What to do: Exact repetition is required: output every record in full.

Dataset entries
-------
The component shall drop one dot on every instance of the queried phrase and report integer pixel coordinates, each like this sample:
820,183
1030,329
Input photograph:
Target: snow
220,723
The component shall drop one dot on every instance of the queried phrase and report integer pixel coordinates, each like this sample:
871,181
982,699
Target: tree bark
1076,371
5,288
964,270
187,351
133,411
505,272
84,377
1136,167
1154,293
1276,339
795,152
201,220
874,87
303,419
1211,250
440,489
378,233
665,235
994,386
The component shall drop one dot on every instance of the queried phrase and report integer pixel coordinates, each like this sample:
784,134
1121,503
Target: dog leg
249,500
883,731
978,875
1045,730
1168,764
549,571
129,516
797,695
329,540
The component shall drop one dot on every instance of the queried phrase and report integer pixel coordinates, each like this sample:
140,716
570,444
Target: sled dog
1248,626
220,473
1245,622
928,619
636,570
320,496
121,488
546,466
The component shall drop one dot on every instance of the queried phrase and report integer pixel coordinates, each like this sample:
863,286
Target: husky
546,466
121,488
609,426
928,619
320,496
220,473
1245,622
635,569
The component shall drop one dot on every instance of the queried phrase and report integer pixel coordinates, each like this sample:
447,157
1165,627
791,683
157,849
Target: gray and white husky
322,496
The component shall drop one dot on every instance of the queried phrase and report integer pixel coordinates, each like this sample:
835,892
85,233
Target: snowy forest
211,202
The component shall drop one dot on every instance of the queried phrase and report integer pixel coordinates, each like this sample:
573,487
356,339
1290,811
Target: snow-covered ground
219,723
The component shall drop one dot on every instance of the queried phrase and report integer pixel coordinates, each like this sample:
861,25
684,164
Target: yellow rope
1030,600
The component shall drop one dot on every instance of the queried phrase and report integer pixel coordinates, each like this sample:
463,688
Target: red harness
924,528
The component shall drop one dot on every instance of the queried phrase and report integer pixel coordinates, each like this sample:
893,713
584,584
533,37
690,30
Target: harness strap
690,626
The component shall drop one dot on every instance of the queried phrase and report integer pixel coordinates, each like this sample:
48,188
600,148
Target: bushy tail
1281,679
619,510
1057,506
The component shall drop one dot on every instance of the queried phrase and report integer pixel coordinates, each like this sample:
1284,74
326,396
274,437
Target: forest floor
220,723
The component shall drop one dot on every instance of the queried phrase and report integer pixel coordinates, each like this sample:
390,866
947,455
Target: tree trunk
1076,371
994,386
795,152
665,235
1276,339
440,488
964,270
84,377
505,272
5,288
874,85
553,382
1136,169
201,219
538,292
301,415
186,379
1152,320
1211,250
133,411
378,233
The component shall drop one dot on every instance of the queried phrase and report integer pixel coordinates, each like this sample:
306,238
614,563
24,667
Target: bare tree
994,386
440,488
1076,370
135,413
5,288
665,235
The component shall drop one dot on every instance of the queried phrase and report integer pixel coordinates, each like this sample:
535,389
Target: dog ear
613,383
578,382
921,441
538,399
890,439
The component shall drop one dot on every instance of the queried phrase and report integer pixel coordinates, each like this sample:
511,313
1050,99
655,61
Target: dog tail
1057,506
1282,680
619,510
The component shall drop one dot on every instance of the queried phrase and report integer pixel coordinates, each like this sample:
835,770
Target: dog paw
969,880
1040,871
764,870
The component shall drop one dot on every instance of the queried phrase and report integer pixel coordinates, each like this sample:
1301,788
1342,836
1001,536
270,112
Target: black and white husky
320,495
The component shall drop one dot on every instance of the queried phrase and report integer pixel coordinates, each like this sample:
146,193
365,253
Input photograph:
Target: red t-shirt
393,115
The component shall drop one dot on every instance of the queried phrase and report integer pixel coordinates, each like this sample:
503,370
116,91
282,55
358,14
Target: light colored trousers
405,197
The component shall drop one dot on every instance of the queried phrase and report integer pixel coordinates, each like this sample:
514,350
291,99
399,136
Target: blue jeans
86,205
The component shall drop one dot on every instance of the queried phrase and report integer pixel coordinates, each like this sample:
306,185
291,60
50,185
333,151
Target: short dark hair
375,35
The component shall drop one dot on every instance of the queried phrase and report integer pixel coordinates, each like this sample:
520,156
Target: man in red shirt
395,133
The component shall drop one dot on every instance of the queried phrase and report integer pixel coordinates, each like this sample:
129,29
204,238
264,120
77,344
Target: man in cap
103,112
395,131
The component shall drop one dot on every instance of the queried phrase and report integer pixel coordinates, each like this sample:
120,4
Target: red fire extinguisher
-------
Expected output:
The component shall drop one dot on every instance of the queried phrase and report integer pixel coordinates, each like this sample:
820,183
1030,329
Input photograph:
Target: snow
220,723
The component shall drop one dot on every instance of the queried phrase and report integer pixel coordinates, each like this sample:
871,181
982,699
Target: tree bark
1076,371
5,288
964,270
187,351
133,411
505,272
84,377
1136,167
1154,293
1276,339
795,152
201,220
874,87
303,419
1211,250
440,489
378,233
665,235
994,386
The component shall drop one dot on every instance of the queried phrase and report integer pixel coordinates, each like this sample:
784,134
1121,503
Target: dog leg
249,500
883,731
978,875
1045,730
1168,764
549,571
129,516
797,695
329,540
The component shall drop one dot on every instance of the queried phrase and report integer pixel coordinates, each like this sample:
140,716
570,444
Target: sled dog
1248,626
220,473
1245,622
928,619
636,570
320,496
121,488
546,466
The component shall drop one dot on every instance of the queried phrase and report integer pixel coordinates, each like this sample:
863,286
Target: husky
546,466
121,488
609,426
928,619
320,496
220,473
1245,622
635,569
The component shall drop one dot on every instance of the queried phrase and report integer pixel coordinates, each like this sample:
447,157
1165,627
791,683
157,849
Target: gray and white husky
322,496
The component shall drop one dot on every instance of the queried phrase and report integer pixel coordinates, each like this sample:
835,892
85,233
Target: snowy forest
211,202
The component shall drop one dot on every instance of the queried phrase and report integer pixel coordinates, each like this sample:
573,487
356,339
1290,811
Target: snow-covered ground
219,723
The component shall drop one dot on every instance of the queried phrase and report integer pixel coordinates, each like this sample:
861,25
684,164
Target: yellow rope
1030,600
The component shall drop one dot on every instance of the queried phrase and report integer pixel coordinates, each like this sample:
463,688
Target: red harness
924,528
The component shall drop one dot on every instance of the queried phrase and report integer pixel coordinates, each like this sample:
893,713
584,584
533,37
690,30
Target: harness strap
690,626
The component shall drop one dot on every instance of the queried phrase and report integer pixel coordinates, each like this sample:
48,188
600,148
Target: bushy tail
1281,679
619,510
1057,506
The component shall drop one dot on every instance of the queried phrase and report integer pixel coordinates, each like this sample:
1284,74
326,396
274,437
Target: forest floor
220,723
The component shall drop one dot on every instance of the queried phrase and report integer pixel coordinates, each like this sample:
390,866
947,455
Target: tree trunk
1076,371
994,386
795,152
665,235
1276,339
440,488
964,270
84,377
505,272
5,288
874,85
553,382
1136,169
201,219
538,292
301,415
186,379
1152,320
1211,250
133,411
378,233
The component shall drop one dot on every instance of the queried phrase and report integer pixel coordinates, each like this sample:
306,238
614,563
24,667
Target: bare tree
994,386
440,488
1076,370
135,413
5,288
665,235
The component shall drop one dot on every instance of the queried phrase and report integer pixel coordinates, each like this sample:
535,389
Target: dog ear
613,383
578,382
921,441
538,399
890,439
The component shall drop one dot on every instance of the queried phrase and report integer pixel coordinates, each like this sample:
511,313
1050,99
655,61
Target: dog tail
1057,506
1282,680
619,510
The component shall drop one dot on every instance of the queried phrase and report integer pixel coordinates, each like this sample:
835,770
Target: dog paw
969,880
1040,871
764,870
The component shall drop one dot on every instance of the queried phrase and report integer pixel coordinates, each like this sample:
1301,788
1342,836
1001,536
270,112
Target: black and white husky
320,495
The component shall drop one dot on every instance of the queried phrase and report integer pixel coordinates, each like this sample:
146,193
365,253
Input photograph:
Target: red t-shirt
393,115
The component shall drop one dot on every instance of the queried phrase and report integer pixel coordinates, each like this sample:
503,370
116,91
282,55
358,14
Target: light colored trousers
405,197
The component shall drop one dot on every instance of the queried phrase and report integer pixel coordinates, each like this sample:
514,350
291,99
399,136
Target: blue jeans
86,205
The component shall drop one dot on every instance of the queried phrase and report integer pixel coordinates, each like this sample:
306,185
291,60
50,185
333,151
Target: short dark hair
375,35
The component shall drop one dot on every instance of the queried phrase and report integer pixel coordinates, each like this sample:
520,156
Target: man in red shirt
395,133
The component shall drop one dot on every instance of the queried phrase and report integer pixel coordinates, each like this sample:
129,29
204,238
264,120
77,344
Target: man in cap
103,112
395,131
The component shall drop one dot on every instance of the queried phrase and report integer pixel coordinates, each like this sample:
120,4
Target: red fire extinguisher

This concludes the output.